KUTIPAN SUMBER:
══════════════════════════════

Mungkinkah Proxy War di Laut Cina Timur ? (Bag-3)

Oleh. M. Arief Pranoto

Implementasi Asumsi GFI dan KENARI
Sebagaimana uraian sebelumnya, bahwa memanasnya suhu politik beberapa negara di sekitar perairan Cina, selain tak lepas akibat “isue” dan “tema” yang ditebar (asymmetric strategy)kolonialisme Barat terkait geopolitical shift dari Jalur Sutera ke Asia Pasifik, juga silahkan simak rumusan GFI, Jakarta (2013), pimpinan Hendrajit, perihal garis besar konflik-konflik yang terjadi di dunia. Inilah asumsinya:

“Bahwa mapping konflik dari kolonisasi yang dikembangkan oleh Barat, hampir dipastikan segaris/satu route bahkan pararel dengan jalur-jalur SDA terutama bagi wilayah (negara) yang memiliki potensi besar atas minyak, emas dan gas alam”.

Demikian pula sesi-sesi diskusi di Forum Kepentingan Nasional RI (KENARI), Jakarta, pimpinan Dirgo D. Purbo, pakar perminyakan, kerapkali memetik pointers yang hampir identik dengan rumusan GFI di atas, yaitu: “conflict is protection oil flow and blockade somebody else oil flow”.

══════════════════════════════

(Cuplikan dataset berlabel kotak)
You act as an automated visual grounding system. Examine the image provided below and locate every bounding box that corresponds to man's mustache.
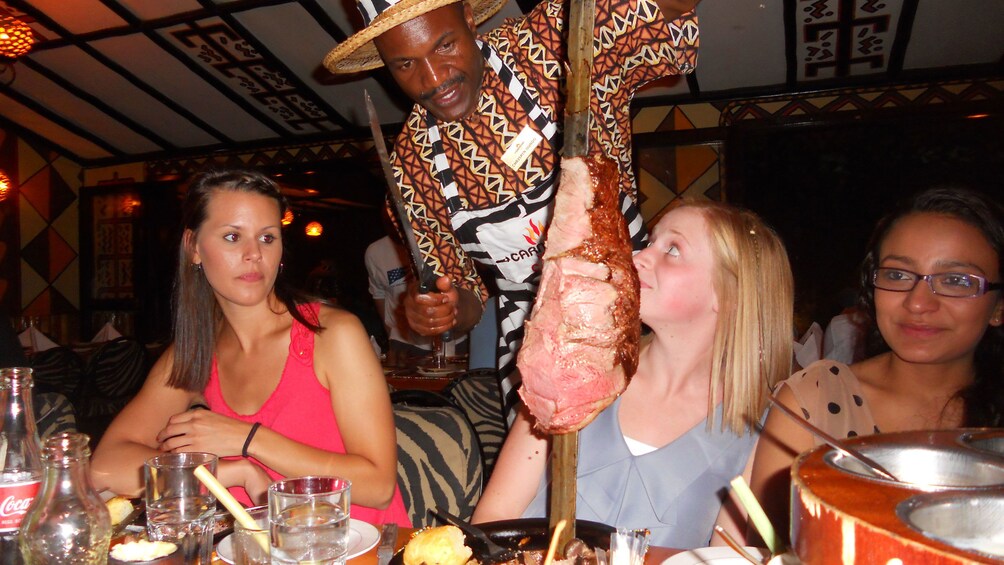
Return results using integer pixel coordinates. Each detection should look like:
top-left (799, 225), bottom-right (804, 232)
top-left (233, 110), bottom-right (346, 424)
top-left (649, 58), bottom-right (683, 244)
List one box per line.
top-left (419, 76), bottom-right (464, 102)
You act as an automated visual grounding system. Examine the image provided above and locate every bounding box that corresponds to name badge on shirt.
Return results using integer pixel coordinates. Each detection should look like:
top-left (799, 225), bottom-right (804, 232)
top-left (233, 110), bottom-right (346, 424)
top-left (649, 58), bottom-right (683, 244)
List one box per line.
top-left (502, 124), bottom-right (544, 171)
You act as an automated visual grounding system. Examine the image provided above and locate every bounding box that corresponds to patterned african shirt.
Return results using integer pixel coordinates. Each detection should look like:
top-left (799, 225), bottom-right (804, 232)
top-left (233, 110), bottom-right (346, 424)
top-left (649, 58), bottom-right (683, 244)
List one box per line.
top-left (391, 0), bottom-right (698, 301)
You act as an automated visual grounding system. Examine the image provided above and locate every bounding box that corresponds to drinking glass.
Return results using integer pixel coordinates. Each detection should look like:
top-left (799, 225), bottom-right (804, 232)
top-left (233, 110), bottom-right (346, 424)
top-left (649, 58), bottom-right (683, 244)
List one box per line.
top-left (144, 452), bottom-right (217, 565)
top-left (432, 331), bottom-right (450, 369)
top-left (268, 477), bottom-right (351, 565)
top-left (230, 506), bottom-right (271, 565)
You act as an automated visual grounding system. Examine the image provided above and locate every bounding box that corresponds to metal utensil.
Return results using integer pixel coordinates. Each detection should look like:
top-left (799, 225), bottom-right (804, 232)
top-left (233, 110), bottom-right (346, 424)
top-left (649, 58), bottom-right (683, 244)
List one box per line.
top-left (429, 508), bottom-right (516, 564)
top-left (377, 524), bottom-right (398, 565)
top-left (715, 524), bottom-right (764, 565)
top-left (365, 91), bottom-right (436, 294)
top-left (768, 395), bottom-right (901, 483)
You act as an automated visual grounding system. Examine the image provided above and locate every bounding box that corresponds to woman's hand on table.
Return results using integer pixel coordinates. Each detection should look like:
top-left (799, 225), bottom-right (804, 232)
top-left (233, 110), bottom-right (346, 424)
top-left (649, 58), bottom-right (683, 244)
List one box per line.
top-left (216, 459), bottom-right (272, 505)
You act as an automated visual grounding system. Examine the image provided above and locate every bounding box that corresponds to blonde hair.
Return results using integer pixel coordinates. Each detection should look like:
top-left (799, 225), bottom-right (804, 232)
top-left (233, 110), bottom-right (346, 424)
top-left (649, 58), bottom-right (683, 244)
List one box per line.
top-left (678, 200), bottom-right (794, 434)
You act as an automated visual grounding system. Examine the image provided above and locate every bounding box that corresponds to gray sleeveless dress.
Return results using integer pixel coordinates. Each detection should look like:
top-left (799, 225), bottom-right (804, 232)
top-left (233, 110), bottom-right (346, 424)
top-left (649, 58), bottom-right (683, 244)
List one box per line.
top-left (523, 398), bottom-right (756, 549)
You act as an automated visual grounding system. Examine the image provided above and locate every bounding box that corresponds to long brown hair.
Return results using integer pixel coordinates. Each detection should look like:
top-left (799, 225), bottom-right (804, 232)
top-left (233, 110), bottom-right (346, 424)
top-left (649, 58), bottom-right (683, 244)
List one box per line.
top-left (680, 200), bottom-right (794, 434)
top-left (168, 169), bottom-right (323, 391)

══════════════════════════════

TUJUAN 1: Ringkaslah paragraf kutipan sumber yang diawali "Sebagaimana uraian sebelumnya" dengan mempertahankan fakta-fakta utamanya.
TUJUAN 2: Teruskan kutipan sumber tentang kemungkinan proxy war di Laut Cina Timur, mulai setelah kalimat terakhir yang tercantum.

JAWABAN 1: Memanasnya suhu politik beberapa negara di sekitar perairan Cina tak lepas dari "isue" dan "tema" yang ditebar kolonialisme Barat (asymmetric strategy) terkait pergeseran geopolitik dari Jalur Sutera ke Asia Pasifik. Selain itu, perlu disimak rumusan GFI, Jakarta (2013), pimpinan Hendrajit, tentang garis besar konflik di dunia, yang asumsinya kemudian dikutip.

JAWABAN 2:
Bila mencermati konflik-konflik di Tanah Air, lalu mencoba menselaraskan dengan asumsi GFI dan KENARI, bahwa penanganan konflik oleh Tim Terpadu baik di pusat maupun daerah oleh Kementerian Polhukam selaku leading sector, seyogyianya tak cuma mengkedepankan model penanganan dan pengelolaan konflik atas hal-hal yang timbul di permukaan semata, namun wajib mencermati secara jeli what lies beneath the surface. Apa yang terkandung di bawah permukaan.

Ada asumsi lagi: “konflik lokal merupakan bagian konflik global”. Artinya, konflik di suatu kawasan bukanlah faktor tunggal yang berdiri sendiri, tetapi seringkali merupakan bagian dari skema besar para adidaya. Maka meramu beberapa asumsi di atas, seyogyianya Tim Terpadu harus mengantongi jawaban atas pertanyaan: adakah kepentingan geopolitik asing terkait minyak, emas, gas bumi, dan/atau bagaimana upaya pihak luar menguasai geostrategi kawasan tertentu di Bumi Pertiwi?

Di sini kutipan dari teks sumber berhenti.